*Text block:*
########################################

Remco shares his tips on how to come out yourself and how to best support a colleague who has come out in your workplace.

Diversity and inclusion is a key pillar of The Social Hub community and a non-negotiable within any one of our spaces. But that’s not always the case in work environments. We caught up with one of our ambassadors, Remco Boxelaar, founder of Corporate Queer to hear about his experiences and what he’s doing to drive change.

What keeps Remco up at night?

After starting his career in a corporate workplace, Remco quickly discovered that it was not the most welcoming of environments. Despite the fact that the Netherlands is considered one of the most progressive countries in the world when it comes to LGBTIA+ rights, there’s still discrimination taking place every day.

########################################

*Rows pointing to named objects:*
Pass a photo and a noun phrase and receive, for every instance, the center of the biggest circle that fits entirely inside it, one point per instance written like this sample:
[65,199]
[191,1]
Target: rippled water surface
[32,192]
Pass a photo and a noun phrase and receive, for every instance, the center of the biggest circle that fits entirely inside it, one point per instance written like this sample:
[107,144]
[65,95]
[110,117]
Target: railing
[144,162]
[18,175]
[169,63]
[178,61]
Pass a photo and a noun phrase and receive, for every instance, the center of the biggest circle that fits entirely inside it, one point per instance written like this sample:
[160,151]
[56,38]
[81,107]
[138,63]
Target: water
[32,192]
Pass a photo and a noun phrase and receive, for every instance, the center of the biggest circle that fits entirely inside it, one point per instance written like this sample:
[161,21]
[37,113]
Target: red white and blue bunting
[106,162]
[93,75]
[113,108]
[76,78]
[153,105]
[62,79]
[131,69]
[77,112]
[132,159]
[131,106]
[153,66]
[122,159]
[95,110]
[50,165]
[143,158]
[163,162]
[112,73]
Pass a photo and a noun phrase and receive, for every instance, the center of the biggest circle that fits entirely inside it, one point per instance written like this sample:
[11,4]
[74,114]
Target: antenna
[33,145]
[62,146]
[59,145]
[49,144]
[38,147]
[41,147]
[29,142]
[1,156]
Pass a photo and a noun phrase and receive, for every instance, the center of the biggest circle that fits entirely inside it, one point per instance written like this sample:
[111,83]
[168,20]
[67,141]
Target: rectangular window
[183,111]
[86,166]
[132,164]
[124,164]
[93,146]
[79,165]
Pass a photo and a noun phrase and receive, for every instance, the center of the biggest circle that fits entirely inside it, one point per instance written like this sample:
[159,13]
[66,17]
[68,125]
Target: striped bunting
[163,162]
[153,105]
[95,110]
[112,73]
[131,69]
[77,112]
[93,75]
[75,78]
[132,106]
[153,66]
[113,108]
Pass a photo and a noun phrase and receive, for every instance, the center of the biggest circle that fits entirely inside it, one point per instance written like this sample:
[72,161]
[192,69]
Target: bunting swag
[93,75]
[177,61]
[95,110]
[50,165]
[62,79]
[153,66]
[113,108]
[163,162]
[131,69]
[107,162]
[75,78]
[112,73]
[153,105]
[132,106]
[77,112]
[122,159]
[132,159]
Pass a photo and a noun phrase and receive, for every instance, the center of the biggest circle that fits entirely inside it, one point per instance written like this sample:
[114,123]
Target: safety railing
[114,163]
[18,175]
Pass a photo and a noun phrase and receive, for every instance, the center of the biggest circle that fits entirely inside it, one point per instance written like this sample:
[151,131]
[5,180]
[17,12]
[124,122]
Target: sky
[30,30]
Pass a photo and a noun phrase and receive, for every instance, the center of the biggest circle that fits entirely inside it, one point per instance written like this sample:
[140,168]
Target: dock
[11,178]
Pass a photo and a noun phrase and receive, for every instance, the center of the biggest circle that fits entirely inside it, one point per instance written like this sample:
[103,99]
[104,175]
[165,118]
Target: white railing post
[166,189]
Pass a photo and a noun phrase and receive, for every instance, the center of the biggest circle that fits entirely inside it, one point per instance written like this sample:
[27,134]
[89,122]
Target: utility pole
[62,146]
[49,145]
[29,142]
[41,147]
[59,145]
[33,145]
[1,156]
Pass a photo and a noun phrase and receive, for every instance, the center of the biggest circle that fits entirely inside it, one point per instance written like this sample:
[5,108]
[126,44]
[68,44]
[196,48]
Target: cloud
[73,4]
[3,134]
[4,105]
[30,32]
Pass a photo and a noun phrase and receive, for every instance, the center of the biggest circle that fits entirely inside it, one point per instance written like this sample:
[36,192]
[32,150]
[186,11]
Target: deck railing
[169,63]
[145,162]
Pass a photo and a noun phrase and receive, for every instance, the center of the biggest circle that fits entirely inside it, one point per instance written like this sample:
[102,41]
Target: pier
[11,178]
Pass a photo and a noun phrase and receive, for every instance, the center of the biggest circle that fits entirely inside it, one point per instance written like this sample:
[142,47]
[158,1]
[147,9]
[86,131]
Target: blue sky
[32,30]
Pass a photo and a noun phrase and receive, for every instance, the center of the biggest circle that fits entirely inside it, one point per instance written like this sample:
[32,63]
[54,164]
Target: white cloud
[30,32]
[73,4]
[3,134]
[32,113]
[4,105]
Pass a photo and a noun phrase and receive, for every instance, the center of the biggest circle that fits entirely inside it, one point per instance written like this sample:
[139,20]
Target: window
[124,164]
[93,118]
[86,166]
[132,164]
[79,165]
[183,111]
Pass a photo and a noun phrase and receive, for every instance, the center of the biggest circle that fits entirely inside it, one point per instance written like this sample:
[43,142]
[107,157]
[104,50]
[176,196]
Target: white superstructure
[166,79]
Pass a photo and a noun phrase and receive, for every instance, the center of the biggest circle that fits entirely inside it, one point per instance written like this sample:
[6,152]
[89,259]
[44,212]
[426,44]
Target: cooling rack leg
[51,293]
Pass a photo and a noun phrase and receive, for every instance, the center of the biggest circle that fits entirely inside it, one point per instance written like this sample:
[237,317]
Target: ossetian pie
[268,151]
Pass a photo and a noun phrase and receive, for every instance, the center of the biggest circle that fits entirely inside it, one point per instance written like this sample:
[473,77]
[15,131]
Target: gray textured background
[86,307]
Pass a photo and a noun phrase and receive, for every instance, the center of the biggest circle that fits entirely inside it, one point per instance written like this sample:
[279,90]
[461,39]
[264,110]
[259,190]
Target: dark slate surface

########################################

*Exercise instructions:* In the text about Remco Boxelaar, what organization did he found?

*Exercise response:* Corporate Queer